(Region annotation entries)
%%

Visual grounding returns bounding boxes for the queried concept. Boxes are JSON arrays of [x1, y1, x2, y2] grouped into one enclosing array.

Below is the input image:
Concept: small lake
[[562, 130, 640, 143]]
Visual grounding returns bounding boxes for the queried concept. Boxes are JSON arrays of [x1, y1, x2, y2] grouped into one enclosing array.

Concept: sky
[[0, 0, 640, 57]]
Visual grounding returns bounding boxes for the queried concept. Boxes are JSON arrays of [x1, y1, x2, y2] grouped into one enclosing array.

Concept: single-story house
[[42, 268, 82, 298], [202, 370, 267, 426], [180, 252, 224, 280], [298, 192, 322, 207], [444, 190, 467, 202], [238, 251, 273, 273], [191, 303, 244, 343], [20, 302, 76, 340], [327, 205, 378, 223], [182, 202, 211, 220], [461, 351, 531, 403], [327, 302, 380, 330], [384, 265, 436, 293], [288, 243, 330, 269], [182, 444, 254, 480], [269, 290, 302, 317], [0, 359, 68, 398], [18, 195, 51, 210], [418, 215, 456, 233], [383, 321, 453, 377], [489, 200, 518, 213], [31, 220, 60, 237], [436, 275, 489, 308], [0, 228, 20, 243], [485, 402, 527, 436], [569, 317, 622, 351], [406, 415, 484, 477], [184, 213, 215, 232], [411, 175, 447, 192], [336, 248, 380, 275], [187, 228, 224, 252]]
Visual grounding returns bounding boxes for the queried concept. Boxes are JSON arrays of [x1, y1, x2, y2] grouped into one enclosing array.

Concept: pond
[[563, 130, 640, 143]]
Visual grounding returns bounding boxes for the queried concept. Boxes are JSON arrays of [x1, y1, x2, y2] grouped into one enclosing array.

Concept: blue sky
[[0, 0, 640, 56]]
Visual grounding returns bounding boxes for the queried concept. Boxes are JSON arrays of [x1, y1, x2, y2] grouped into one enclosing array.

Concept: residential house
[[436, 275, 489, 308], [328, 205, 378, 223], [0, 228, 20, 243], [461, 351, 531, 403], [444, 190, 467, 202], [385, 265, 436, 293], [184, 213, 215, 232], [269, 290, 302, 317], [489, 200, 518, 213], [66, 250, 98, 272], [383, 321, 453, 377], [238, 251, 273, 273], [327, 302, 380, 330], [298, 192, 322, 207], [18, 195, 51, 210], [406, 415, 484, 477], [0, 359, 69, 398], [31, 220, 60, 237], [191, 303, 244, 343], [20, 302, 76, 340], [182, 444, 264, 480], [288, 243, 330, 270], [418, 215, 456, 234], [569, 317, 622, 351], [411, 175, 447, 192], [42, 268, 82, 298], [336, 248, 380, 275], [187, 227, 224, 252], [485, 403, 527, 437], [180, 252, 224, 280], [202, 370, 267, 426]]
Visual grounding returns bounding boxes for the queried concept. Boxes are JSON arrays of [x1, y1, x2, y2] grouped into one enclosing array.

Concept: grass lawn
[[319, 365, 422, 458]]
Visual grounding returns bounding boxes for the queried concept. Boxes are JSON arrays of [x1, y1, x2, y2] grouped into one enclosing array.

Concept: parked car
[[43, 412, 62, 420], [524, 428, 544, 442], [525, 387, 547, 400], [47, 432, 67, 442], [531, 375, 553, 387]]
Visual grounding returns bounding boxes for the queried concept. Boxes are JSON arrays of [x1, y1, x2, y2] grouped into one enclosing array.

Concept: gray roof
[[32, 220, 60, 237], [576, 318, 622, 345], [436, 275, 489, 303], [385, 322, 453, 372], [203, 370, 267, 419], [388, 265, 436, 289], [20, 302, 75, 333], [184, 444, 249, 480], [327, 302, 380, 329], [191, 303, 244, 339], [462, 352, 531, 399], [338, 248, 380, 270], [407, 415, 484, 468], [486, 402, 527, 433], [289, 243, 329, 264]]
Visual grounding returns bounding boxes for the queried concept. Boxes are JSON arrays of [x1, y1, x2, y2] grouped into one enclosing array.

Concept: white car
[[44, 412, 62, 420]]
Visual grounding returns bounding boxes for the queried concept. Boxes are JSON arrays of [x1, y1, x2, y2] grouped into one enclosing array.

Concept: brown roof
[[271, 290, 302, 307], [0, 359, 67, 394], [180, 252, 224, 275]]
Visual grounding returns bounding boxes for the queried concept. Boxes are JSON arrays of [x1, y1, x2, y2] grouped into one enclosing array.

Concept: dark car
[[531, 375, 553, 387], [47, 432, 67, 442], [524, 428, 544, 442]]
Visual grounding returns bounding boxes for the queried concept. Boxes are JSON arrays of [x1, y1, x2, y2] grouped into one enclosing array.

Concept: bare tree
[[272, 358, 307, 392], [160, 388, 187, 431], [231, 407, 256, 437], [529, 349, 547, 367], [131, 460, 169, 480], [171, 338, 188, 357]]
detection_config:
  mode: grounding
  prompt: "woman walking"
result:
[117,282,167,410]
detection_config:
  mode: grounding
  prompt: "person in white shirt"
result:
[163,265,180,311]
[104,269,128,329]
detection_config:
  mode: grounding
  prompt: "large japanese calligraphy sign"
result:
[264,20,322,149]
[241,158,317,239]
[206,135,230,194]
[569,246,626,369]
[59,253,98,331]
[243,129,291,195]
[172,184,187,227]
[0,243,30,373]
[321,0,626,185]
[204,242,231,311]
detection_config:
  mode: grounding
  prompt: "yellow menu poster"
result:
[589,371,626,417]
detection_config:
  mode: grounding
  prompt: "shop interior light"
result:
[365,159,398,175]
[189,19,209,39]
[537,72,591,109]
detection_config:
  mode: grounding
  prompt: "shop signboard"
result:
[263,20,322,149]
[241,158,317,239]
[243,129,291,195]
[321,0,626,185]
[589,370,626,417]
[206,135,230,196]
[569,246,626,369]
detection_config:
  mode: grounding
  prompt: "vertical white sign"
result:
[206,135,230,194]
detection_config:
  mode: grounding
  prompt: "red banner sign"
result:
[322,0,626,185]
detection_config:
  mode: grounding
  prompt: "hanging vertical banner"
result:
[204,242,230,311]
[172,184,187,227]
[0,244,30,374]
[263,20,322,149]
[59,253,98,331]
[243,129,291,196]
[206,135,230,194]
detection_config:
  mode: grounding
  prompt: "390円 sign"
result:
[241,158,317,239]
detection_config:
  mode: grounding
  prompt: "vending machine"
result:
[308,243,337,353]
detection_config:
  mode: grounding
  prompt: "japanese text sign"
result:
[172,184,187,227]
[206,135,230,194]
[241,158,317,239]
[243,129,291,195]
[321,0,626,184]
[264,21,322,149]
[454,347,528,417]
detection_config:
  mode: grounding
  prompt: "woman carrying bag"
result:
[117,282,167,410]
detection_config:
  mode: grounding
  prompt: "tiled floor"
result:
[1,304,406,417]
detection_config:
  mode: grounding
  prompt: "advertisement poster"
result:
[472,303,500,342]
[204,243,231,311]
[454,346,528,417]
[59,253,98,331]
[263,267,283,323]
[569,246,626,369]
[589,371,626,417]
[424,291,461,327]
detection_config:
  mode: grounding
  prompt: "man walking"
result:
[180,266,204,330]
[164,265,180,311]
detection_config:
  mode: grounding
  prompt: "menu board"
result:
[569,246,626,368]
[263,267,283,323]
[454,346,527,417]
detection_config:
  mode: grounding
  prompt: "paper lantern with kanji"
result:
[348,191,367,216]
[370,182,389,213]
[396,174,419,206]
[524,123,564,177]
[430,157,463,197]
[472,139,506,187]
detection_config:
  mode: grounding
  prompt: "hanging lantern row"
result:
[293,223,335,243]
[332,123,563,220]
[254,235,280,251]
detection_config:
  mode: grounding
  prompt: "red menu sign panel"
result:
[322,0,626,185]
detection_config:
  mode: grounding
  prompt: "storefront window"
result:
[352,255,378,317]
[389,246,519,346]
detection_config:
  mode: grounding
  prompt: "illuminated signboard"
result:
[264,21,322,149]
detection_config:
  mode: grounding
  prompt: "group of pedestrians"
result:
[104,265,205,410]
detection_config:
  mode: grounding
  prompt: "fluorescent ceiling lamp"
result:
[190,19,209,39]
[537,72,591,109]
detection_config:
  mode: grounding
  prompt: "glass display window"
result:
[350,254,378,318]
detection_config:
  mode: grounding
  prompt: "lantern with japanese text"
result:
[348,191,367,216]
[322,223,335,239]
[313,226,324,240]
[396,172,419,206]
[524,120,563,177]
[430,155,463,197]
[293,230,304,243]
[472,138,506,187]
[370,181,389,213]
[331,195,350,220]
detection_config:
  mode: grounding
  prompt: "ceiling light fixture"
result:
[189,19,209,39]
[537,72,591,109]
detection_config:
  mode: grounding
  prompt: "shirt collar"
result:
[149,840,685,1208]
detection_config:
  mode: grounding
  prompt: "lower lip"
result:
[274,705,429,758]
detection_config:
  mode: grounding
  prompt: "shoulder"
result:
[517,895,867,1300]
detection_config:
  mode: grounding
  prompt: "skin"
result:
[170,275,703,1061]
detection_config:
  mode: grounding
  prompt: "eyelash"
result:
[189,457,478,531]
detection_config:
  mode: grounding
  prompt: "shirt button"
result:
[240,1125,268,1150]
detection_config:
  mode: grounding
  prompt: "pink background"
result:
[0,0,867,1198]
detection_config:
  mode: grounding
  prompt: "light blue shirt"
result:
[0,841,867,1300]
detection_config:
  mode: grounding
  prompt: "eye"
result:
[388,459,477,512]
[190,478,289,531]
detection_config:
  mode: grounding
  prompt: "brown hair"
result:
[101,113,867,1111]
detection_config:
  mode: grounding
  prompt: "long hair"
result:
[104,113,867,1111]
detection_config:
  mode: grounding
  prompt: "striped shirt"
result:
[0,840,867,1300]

%%

Work to be completed:
Add -46 to every bounding-box coordinate in the answers of the listing from its first line through the line containing "[[0, 0, 640, 57]]", both ends included. Write out only that part again in full, keeping its request lines as they are.

Answer to the task:
Visual grounding returns bounding boxes for the queried concept. Boxes are JSON arrays of [x1, y1, x2, y2] grouped into one enclosing array.

Below is the input image:
Concept: small lake
[[516, 84, 594, 97]]
Visual grounding returns bounding boxes for the queried concept. Boxes are JSON arrays of [x1, y1, x2, y2] grouped into one enclosing array.

Concept: sky
[[-46, -46, 594, 11]]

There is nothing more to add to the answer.